For the string "before", report how many lines in the records below contain it, and nothing more.

--- Data for analysis Enclosed Below ---

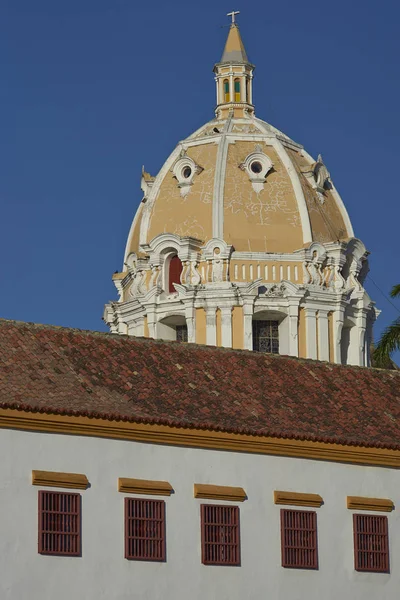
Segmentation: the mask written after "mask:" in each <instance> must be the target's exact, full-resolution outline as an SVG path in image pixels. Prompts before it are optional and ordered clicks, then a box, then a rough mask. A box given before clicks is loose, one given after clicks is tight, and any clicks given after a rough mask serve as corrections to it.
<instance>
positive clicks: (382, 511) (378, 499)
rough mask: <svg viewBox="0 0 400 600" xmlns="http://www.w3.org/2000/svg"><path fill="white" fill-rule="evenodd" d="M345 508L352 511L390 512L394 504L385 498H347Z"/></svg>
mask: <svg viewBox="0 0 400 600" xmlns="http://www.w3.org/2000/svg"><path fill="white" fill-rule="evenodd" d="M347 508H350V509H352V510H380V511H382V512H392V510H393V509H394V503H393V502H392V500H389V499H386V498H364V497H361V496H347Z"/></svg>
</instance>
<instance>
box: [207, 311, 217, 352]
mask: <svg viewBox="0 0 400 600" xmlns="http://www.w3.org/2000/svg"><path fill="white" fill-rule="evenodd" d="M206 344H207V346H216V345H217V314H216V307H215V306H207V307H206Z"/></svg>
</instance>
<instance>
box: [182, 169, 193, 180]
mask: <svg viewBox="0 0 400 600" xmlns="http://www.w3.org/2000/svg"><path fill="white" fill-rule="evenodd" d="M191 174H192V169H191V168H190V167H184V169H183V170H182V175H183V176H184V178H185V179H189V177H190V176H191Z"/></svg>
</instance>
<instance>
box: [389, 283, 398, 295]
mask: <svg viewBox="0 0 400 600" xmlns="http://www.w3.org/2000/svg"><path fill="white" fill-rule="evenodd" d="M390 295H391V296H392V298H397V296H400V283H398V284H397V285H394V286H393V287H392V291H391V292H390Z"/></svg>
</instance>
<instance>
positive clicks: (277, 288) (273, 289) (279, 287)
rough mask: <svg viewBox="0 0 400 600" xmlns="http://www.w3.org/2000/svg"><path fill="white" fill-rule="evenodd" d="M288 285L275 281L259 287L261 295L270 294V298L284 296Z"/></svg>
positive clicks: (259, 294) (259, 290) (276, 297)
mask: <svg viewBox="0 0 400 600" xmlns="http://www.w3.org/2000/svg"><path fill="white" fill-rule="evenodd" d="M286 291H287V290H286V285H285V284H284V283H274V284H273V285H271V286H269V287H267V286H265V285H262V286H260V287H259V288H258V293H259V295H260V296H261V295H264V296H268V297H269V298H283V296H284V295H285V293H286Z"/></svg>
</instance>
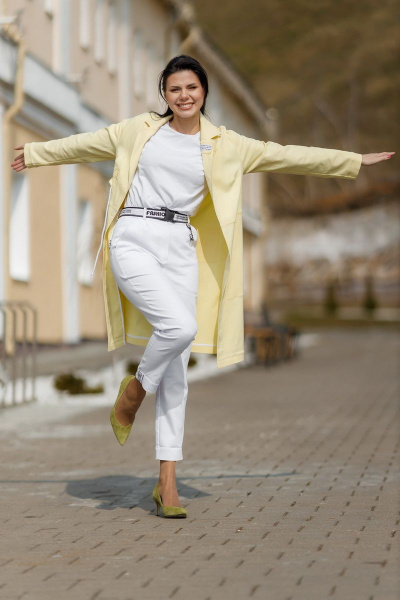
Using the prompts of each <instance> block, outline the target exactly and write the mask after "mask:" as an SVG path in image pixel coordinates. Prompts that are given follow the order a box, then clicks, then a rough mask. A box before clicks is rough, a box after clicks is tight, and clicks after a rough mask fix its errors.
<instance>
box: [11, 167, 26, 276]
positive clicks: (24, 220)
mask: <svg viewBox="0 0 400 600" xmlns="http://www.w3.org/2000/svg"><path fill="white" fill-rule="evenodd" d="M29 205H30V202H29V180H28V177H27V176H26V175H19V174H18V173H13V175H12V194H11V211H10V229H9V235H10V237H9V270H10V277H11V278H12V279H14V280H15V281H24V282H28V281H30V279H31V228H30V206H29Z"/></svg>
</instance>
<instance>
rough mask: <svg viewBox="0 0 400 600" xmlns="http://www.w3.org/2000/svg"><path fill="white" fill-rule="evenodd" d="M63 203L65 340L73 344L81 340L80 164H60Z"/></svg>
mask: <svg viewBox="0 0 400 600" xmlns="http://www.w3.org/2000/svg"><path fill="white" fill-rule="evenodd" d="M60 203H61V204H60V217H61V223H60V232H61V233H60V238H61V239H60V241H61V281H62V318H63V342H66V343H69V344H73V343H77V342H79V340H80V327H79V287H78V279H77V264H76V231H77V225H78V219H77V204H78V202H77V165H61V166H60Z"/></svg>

--- End of Enclosed Data for analysis ---

## [Task result]
2